___ TASK INPUTS ___

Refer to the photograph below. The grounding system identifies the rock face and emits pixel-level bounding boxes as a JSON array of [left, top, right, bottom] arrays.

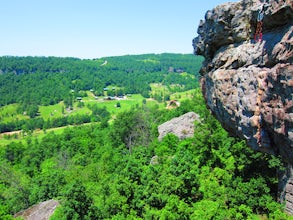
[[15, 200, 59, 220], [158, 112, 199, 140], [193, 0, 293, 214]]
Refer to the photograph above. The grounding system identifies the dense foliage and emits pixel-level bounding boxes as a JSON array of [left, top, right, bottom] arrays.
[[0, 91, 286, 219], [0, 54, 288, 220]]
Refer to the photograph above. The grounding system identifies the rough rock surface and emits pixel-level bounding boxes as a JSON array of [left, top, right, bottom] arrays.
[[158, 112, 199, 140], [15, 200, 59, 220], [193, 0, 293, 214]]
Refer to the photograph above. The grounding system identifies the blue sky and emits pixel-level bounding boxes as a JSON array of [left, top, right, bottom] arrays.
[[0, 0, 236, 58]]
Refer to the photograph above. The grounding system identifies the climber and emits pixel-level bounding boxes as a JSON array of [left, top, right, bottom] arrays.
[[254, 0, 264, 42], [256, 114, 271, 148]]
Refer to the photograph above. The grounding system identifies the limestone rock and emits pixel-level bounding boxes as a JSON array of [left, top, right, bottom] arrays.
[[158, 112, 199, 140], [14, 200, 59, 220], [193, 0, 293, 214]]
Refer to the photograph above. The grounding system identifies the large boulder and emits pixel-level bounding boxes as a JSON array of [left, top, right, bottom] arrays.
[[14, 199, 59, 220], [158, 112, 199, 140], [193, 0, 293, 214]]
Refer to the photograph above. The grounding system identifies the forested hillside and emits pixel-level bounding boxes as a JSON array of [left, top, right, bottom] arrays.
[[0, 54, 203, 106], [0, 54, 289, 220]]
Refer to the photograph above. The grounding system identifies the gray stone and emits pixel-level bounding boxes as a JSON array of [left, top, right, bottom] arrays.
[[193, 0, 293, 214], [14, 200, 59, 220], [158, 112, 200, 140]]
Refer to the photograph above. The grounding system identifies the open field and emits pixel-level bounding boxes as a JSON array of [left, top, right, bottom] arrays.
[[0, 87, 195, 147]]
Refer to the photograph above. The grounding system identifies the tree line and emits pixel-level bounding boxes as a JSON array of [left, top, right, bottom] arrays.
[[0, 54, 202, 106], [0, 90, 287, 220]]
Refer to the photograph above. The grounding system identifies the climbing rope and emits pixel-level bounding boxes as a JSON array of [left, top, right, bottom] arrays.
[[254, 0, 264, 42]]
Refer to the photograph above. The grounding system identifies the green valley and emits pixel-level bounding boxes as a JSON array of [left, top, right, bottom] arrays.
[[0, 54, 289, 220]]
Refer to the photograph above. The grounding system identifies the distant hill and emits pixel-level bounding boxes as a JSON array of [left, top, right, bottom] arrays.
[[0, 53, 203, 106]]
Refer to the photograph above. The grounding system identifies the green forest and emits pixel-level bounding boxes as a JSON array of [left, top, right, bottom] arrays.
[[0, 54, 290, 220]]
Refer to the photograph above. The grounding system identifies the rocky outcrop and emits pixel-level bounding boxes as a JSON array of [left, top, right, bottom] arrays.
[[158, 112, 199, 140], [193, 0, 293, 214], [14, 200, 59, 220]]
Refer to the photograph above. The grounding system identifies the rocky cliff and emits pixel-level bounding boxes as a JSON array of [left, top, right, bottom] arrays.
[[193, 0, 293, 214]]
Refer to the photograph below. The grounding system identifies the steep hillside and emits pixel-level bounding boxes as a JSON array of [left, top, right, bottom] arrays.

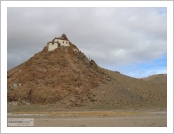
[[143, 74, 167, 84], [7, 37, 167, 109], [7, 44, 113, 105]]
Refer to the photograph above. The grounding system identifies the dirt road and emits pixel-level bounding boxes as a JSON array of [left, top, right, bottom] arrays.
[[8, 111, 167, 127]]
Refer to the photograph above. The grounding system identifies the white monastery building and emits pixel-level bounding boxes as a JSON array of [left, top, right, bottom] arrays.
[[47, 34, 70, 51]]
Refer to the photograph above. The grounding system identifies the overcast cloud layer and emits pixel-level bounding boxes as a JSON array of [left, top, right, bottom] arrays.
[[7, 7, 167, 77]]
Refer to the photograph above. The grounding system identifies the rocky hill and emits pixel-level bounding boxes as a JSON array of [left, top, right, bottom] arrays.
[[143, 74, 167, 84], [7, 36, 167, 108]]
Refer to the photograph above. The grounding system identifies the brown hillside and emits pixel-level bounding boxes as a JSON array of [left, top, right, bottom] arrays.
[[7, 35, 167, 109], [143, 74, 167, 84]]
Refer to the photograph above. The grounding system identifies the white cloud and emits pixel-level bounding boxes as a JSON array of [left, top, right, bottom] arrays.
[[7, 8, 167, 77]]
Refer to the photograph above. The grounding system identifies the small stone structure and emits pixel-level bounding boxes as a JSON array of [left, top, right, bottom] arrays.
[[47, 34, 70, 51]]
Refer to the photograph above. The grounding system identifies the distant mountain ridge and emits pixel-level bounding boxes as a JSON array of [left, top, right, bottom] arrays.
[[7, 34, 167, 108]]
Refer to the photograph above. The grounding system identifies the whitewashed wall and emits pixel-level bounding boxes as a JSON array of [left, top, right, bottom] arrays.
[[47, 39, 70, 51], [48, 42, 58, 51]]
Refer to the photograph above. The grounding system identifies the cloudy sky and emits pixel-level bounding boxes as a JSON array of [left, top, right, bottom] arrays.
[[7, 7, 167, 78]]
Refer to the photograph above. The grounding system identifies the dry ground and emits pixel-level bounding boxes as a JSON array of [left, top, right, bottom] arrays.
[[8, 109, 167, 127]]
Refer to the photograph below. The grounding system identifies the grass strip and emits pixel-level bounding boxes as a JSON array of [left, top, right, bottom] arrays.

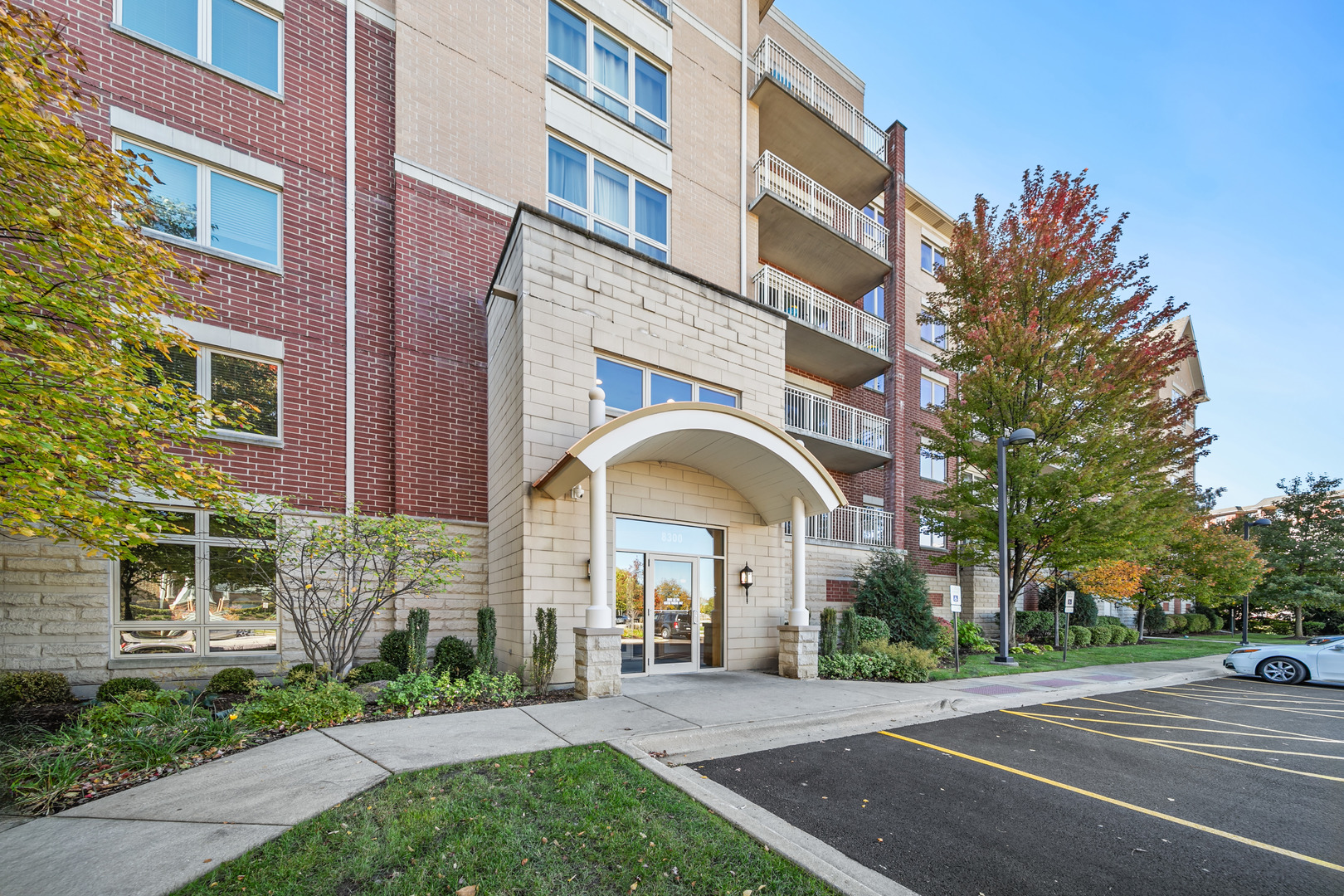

___
___ TASK INPUTS ___

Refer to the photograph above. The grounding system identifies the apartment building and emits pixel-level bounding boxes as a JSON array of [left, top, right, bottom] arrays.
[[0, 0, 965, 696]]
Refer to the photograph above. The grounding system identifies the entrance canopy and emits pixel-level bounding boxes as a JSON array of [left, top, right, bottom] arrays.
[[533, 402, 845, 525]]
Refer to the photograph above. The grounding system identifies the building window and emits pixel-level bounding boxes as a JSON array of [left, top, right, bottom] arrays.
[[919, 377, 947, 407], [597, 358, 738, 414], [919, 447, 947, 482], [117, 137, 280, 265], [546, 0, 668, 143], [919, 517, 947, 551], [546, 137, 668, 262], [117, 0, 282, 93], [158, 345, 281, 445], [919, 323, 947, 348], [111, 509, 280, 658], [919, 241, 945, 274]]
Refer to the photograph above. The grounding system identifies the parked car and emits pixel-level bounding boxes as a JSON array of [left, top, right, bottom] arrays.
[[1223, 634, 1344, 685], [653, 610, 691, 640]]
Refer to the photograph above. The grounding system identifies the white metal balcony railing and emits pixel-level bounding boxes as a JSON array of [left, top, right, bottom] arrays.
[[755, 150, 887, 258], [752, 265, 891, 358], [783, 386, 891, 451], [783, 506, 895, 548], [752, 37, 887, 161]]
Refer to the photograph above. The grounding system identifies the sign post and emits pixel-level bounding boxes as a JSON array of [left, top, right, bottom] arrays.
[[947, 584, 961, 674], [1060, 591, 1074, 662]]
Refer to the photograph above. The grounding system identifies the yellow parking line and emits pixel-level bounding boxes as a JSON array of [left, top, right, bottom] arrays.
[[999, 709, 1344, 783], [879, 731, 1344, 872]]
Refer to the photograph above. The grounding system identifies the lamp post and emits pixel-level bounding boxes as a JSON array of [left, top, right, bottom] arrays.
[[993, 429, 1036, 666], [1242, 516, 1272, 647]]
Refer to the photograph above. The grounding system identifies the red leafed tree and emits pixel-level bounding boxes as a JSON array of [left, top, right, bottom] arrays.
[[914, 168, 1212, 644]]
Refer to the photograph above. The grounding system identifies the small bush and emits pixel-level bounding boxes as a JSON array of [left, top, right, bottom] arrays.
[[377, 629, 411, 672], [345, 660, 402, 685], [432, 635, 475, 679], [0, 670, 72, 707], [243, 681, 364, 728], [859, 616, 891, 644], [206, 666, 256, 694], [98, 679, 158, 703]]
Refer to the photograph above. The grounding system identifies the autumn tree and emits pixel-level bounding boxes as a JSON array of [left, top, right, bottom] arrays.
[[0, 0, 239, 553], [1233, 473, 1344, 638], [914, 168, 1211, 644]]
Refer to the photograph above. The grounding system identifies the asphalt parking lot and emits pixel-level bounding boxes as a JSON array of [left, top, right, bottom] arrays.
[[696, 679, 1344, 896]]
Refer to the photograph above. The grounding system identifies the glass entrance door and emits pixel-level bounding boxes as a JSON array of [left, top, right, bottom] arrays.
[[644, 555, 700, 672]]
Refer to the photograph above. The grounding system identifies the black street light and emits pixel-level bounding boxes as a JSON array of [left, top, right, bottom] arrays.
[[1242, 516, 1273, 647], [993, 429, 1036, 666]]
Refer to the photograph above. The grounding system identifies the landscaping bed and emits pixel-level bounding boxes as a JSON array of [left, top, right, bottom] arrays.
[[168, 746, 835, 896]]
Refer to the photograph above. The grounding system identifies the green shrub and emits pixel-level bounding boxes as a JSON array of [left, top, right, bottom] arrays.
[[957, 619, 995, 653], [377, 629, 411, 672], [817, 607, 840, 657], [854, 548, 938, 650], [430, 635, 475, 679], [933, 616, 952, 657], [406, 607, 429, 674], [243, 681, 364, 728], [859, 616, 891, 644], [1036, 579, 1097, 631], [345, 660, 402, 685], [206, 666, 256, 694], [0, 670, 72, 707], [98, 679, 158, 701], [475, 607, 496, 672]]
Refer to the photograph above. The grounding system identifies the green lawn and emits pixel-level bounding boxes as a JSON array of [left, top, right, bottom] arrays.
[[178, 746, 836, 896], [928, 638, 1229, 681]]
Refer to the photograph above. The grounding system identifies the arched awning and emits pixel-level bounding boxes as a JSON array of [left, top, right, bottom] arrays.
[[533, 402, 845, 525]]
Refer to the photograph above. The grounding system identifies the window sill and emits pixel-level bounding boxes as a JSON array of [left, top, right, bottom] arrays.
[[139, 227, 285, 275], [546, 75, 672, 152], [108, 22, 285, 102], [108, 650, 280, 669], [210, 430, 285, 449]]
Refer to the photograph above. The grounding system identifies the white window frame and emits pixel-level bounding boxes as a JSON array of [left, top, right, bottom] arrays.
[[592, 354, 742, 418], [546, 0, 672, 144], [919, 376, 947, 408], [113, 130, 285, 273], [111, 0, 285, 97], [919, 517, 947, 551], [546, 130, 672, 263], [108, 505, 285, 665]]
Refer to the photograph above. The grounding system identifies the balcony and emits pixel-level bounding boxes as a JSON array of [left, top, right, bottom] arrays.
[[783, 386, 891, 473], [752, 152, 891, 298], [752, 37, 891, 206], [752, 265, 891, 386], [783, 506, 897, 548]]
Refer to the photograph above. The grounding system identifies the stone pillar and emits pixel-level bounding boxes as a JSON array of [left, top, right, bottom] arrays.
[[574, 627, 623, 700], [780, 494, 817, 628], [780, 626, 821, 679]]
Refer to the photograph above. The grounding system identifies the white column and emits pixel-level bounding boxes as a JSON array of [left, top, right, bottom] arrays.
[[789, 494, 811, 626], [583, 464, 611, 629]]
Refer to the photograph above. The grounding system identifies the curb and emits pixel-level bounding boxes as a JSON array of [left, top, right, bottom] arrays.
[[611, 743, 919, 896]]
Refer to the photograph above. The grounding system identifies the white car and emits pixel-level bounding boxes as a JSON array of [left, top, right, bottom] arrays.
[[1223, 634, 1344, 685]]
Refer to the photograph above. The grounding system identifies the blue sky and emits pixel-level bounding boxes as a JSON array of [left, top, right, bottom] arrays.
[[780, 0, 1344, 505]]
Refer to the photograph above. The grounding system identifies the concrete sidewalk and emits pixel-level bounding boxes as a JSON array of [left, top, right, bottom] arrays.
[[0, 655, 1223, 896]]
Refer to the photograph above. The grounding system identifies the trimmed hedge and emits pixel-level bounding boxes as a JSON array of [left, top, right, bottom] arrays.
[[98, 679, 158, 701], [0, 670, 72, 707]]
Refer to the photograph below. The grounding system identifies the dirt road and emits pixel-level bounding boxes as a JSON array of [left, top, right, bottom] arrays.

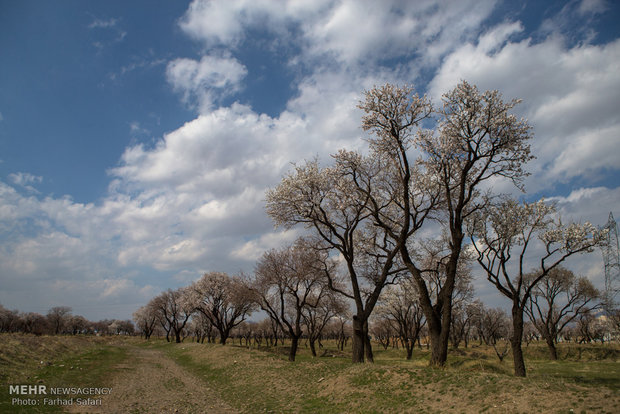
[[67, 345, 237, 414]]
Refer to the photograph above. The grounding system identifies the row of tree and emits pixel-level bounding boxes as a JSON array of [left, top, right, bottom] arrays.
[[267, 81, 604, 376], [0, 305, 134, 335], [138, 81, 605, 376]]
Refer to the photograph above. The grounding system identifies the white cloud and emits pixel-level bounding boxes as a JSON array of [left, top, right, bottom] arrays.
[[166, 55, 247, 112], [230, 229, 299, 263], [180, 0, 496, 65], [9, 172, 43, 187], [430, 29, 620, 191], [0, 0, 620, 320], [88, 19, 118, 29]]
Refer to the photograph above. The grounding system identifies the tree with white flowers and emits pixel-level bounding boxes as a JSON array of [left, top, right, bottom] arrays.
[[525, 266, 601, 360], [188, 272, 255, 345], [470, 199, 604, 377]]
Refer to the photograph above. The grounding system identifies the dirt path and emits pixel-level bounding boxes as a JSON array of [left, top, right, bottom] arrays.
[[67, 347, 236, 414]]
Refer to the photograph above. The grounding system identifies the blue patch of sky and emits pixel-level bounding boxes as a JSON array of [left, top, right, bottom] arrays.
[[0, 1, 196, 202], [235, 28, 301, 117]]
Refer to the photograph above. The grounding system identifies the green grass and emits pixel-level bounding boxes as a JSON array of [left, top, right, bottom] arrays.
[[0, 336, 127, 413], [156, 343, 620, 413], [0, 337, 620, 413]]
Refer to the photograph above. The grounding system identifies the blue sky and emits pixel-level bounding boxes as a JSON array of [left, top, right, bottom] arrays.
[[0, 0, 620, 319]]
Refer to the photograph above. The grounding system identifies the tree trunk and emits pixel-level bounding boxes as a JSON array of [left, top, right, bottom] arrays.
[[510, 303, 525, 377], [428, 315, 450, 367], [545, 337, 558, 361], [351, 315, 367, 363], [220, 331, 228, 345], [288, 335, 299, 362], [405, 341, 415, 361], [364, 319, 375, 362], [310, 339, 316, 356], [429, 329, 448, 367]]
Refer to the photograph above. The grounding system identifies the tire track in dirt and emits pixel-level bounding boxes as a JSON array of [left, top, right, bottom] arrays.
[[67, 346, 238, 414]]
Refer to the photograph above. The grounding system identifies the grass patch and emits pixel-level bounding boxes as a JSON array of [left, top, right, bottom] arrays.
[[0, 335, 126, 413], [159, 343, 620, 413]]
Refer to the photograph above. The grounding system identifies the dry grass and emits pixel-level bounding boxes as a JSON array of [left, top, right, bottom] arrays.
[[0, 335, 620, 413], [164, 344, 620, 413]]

___

#### EXERCISE REQUIREMENTS
Rewrite the listing from the line containing "the distant mountain" down through the line containing "[[7, 34, 167, 108]]", changing "distant mountain ridge" to "far hillside" and leaving everything else as it is.

#### ANSWER TO THE PROBLEM
Refer to the photograph above. The grounding system identifies the far hillside and emits pixel-level bounding boxes as a JSON array of [left, top, right, bottom] arrays.
[[7, 34, 167, 108]]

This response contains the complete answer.